→ **Text shown**
==========

This document surveys access control architectures relevant to personal data operations. GAP-3 (Contextual Access Control) was identified as a critical weakness across all evaluated systems except Solid and Notion (which has vendor lock-in).


The Access Control Problem in Personal Data

Core Challenge: Personal knowledge exists in multiple contexts simultaneously. A mnemegram might be:

  • Work-related (shareable with colleagues)
  • Personal (private)
  • Both (work email with personal reflection)

Requirements Implicated:

  • R5: Fine-grained access control (not all-or-nothing)
  • R6: Mnemegram-level access control (not just collection-level)
  • R7: Multi-context mnemegrams (same item, different audiences)

==========

→ **Information supplied**

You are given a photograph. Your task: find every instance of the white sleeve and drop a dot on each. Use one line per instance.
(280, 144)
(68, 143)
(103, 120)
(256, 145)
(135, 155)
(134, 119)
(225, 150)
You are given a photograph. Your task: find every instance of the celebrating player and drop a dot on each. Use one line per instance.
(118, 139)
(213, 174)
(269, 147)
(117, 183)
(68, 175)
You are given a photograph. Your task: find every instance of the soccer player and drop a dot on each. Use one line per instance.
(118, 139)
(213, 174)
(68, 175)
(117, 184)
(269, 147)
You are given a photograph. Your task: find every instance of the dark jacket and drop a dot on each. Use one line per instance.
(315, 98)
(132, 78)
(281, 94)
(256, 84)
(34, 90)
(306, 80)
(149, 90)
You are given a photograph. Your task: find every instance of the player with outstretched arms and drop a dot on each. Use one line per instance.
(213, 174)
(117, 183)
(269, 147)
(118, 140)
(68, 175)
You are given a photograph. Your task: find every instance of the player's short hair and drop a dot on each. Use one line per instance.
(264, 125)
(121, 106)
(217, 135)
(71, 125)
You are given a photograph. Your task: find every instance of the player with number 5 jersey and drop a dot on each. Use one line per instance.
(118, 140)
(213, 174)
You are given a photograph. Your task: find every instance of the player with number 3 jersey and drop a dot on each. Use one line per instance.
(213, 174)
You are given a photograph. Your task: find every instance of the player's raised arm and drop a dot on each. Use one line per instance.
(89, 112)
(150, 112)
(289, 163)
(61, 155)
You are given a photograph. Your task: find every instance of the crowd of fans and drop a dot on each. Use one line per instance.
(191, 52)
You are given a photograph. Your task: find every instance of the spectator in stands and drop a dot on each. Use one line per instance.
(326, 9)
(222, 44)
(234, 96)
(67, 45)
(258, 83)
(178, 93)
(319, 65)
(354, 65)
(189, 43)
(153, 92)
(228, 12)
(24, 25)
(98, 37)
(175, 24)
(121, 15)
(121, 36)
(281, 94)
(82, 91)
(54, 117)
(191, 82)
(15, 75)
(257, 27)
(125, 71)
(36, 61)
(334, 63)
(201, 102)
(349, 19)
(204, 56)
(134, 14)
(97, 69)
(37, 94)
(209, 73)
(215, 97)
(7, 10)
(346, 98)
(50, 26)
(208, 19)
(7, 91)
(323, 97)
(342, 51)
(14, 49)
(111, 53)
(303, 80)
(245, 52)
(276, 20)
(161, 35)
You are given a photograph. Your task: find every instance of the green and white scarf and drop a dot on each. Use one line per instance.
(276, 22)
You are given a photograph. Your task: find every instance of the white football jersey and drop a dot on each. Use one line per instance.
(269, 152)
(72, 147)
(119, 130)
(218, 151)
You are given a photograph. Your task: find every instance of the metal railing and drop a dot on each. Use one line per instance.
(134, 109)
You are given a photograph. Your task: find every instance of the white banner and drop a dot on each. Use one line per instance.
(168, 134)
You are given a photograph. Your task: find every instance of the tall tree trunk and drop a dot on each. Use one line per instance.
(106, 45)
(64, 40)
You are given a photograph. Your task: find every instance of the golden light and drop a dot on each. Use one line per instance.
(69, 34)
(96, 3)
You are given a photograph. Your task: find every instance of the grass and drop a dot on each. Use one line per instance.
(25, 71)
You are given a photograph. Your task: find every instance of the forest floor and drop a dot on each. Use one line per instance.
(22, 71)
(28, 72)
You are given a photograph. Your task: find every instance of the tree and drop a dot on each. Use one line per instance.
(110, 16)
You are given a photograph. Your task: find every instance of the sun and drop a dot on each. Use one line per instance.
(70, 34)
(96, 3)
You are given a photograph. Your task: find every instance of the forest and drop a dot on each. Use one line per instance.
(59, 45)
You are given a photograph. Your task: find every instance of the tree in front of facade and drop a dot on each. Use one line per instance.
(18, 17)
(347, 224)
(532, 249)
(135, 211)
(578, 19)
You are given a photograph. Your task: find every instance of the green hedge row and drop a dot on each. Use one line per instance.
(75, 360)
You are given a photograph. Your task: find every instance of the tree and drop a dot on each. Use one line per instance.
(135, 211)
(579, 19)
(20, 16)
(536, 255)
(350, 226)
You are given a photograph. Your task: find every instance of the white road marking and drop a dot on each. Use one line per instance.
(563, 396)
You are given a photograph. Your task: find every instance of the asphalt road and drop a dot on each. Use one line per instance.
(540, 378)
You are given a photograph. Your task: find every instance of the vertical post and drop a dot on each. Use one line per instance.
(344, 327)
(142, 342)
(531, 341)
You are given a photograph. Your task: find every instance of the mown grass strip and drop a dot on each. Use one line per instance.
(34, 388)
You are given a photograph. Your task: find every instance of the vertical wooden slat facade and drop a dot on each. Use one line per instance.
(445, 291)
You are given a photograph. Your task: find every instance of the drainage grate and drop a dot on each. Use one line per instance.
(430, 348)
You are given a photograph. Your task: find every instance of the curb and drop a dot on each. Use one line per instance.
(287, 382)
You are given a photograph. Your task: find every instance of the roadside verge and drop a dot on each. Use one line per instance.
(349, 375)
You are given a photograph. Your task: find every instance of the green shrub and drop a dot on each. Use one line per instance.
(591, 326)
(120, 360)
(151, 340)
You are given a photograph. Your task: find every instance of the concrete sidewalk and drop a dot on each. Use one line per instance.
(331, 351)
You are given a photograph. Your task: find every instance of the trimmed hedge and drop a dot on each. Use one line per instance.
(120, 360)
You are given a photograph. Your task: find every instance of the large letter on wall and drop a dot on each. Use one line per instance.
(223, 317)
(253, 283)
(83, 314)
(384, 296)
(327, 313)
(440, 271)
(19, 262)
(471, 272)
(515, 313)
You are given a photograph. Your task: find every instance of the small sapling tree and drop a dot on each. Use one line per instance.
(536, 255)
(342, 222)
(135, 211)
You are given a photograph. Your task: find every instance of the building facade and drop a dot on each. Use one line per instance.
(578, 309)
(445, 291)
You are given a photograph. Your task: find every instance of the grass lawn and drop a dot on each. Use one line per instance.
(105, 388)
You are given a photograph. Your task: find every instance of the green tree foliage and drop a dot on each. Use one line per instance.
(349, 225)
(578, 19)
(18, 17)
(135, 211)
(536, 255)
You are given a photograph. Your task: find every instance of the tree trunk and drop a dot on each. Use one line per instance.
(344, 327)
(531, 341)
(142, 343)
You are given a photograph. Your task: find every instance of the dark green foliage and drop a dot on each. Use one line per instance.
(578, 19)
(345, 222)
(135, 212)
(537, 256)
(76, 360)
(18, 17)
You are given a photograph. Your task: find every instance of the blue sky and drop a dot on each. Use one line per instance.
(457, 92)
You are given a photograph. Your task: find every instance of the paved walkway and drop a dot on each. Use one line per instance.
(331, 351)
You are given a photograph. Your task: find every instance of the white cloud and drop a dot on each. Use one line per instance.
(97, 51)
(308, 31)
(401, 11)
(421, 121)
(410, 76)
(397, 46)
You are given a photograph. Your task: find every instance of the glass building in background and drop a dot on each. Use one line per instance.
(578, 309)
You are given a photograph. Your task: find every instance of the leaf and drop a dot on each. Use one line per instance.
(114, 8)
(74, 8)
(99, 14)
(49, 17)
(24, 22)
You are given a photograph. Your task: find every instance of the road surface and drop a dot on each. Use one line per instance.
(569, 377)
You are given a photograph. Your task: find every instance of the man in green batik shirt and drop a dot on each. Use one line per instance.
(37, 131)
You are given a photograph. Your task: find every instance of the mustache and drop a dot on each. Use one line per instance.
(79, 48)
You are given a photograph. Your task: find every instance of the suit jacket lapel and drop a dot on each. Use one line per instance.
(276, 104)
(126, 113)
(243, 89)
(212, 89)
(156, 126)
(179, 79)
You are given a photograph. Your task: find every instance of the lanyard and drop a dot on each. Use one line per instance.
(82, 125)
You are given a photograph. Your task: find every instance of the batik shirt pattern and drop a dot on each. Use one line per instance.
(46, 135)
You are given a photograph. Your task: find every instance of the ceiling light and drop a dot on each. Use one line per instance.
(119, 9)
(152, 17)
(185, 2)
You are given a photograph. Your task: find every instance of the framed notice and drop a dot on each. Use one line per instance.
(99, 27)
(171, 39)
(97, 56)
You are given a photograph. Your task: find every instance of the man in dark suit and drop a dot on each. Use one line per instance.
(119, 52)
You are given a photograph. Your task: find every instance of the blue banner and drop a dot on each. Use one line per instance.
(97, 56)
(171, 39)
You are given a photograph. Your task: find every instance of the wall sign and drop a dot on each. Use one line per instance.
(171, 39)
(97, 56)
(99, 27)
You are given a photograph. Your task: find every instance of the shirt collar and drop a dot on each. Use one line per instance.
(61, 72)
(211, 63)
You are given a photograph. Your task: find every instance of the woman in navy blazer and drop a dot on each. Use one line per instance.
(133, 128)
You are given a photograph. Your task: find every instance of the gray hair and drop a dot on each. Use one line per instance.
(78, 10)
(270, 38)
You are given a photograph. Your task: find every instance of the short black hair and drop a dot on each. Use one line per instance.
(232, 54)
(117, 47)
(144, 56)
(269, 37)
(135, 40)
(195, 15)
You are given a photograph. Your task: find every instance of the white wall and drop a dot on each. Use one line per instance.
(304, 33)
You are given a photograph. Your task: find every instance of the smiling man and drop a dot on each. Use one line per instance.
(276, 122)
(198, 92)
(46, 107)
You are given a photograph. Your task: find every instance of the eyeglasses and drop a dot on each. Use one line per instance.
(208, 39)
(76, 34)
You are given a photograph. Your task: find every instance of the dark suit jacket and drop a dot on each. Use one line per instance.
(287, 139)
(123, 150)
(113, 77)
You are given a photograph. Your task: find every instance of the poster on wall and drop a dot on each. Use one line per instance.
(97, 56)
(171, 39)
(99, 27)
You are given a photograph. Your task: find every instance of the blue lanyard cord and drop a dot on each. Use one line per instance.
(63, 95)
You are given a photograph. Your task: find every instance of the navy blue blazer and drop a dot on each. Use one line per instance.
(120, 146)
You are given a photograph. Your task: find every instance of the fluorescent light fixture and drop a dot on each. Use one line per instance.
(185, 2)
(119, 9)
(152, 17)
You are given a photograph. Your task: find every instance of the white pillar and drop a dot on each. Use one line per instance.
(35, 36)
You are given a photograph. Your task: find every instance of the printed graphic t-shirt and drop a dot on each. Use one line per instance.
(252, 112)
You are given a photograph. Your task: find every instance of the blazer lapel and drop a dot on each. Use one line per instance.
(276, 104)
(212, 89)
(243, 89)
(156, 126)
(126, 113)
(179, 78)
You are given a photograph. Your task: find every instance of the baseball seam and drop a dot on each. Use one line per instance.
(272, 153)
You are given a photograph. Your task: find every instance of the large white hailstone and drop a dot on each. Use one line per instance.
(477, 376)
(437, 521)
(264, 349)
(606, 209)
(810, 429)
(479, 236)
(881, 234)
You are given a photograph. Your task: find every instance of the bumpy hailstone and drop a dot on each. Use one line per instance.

==========

→ **Written instruction 1**
In the access control text, which two evaluated systems were not found to have the GAP-3 weakness?
→ **Written instruction 2**
Continue the text on access control in personal data, starting after its last listed requirement.
The material after the text on access control stands apart from it.

→ **Written reply 1**
Solid and Notion.

→ **Written reply 2**
  • R32: Context-based partitioning
  • R52: Fine-grained AI access permissions

Principles:

  • P8 (Protection by Default): Security must be foundational
  • P10 (Contextual Access): Permissions adapt to context

Access Control List (ACL) Model

Description: Each object has a list specifying who can access it and what they can do.

Structure:

Mnemegram X:
  - User A: read, write
  - User B: read
  - Group C: read

Principle Alignment:

  • Supports P8 (Protection) - explicit permissions
  • Partially supports P10 (Contextual Access) - can encode context rules but static
  • Weakens P1 (Agent Sovereignty) - requires centralized ACL server

Requirements Addressed:

  • R5 (Fine-grained access) - yes, per-object
  • R6 (Mnemegram-level) - yes
  • R9 (Auditable) - server can log access

Requirements Not Addressed:

  • R7 (Multi-context) - difficult to express "work context" vs "personal context"
  • R25 (Delegatable) - not designed for delegation
  • R26 (Dead man's switch) - requires special implementation

Strengths:

  • Well-understood, mature pattern
  • Rich tooling and libraries
  • Easy to reason about
  • Audit logs straightforward

Weaknesses:

  • Centralized (need ACL server)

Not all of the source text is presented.